If you miss the titles of Gopalam, chances are you will never again be able to know who the unfortunate actors are who are cast in the movie. Like an empty carton that is flung out into the sea and will be washed ashore in a small heap of discolored litter, Gopalam is thankfully lost forever to civilization. You won't find a mention of it on the Internet, the newspapers or anywhere else.
Except in the whacko theater that is playing it in Hyderabad this week, and with the reviewer who, erm... decided to forget reviewing and become a bus conductor.
The movie tries simultaneously to straddle humor and tragically stupid maudlinness, and lands with a loud thump in a painfully awkward vertical split, and you know it deserved it every bit. Gopalam (Chandra Mohan) is a middle-aged man who is miserly to the point of disconnecting his calling bell to save Rs. 6 a year. He has two sons, and a dead wife who he lovingly converses with every night.
His son is chasing a girl and manages to win her affection, and they get engaged, too. But things suddenly take a weird turn when Gopalam starts going around with a stunner who has recently joined his office, and is half his age.

Phrase grounding data:
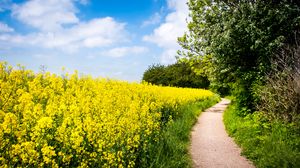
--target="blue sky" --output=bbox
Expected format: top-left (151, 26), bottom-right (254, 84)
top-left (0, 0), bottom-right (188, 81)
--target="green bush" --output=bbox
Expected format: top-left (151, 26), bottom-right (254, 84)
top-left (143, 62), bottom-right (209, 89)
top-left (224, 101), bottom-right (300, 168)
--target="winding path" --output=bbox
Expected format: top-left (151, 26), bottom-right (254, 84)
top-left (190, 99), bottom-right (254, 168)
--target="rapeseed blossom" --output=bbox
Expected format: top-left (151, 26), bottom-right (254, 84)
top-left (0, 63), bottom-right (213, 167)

--

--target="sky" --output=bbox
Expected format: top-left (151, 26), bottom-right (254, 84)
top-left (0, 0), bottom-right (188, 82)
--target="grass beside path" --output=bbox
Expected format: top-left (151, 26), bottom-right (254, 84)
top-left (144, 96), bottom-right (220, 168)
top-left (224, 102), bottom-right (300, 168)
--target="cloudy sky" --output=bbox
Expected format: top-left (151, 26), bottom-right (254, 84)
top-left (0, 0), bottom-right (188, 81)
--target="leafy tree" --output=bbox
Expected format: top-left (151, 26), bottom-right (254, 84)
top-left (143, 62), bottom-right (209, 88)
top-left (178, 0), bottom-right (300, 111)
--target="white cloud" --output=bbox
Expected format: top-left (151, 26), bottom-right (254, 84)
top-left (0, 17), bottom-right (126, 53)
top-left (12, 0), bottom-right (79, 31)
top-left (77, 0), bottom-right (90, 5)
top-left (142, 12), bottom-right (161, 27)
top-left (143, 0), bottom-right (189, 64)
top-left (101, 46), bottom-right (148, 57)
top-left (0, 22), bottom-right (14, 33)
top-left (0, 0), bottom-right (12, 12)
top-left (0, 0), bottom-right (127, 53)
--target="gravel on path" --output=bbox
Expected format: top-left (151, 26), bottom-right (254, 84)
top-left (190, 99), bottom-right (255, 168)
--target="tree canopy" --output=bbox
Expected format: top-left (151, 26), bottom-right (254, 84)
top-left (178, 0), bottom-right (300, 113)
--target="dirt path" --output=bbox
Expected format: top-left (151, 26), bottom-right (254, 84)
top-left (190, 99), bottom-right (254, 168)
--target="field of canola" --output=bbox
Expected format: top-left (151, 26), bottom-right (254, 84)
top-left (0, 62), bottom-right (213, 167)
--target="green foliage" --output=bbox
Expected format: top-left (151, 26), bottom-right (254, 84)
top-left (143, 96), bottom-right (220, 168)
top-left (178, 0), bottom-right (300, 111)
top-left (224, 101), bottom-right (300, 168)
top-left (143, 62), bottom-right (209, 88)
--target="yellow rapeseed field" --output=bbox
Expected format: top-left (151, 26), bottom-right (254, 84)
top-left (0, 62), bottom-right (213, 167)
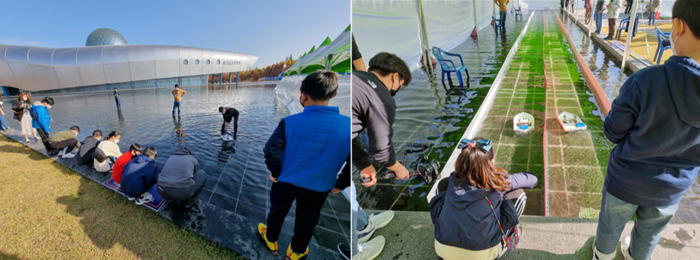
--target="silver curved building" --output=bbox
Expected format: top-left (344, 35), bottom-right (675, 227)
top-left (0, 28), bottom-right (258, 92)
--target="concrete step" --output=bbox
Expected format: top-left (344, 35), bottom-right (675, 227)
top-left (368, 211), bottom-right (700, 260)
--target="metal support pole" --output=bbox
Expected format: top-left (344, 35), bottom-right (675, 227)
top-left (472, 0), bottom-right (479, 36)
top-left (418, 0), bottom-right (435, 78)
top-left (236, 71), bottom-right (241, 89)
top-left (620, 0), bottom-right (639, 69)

...

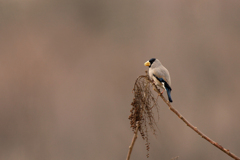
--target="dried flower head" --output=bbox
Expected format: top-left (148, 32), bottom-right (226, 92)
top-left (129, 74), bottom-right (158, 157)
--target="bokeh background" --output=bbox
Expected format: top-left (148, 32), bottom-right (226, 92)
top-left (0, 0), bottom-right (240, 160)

#### [TASKS TO CARRY OUT]
- A) Write out the part of the Gopalam review that opens with the words containing "The movie tries" and closes with "half his age.".
- B) According to the Gopalam review, how much money does Gopalam save each year by disconnecting his calling bell?
You won't need the listing for any of this.

#### [RESPONSES PER TASK]
- A)
The movie tries simultaneously to straddle humor and tragically stupid maudlinness, and lands with a loud thump in a painfully awkward vertical split, and you know it deserved it every bit. Gopalam (Chandra Mohan) is a middle-aged man who is miserly to the point of disconnecting his calling bell to save Rs. 6 a year. He has two sons, and a dead wife who he lovingly converses with every night.
His son is chasing a girl and manages to win her affection, and they get engaged, too. But things suddenly take a weird turn when Gopalam starts going around with a stunner who has recently joined his office, and is half his age.

- B) Rs. 6 a year.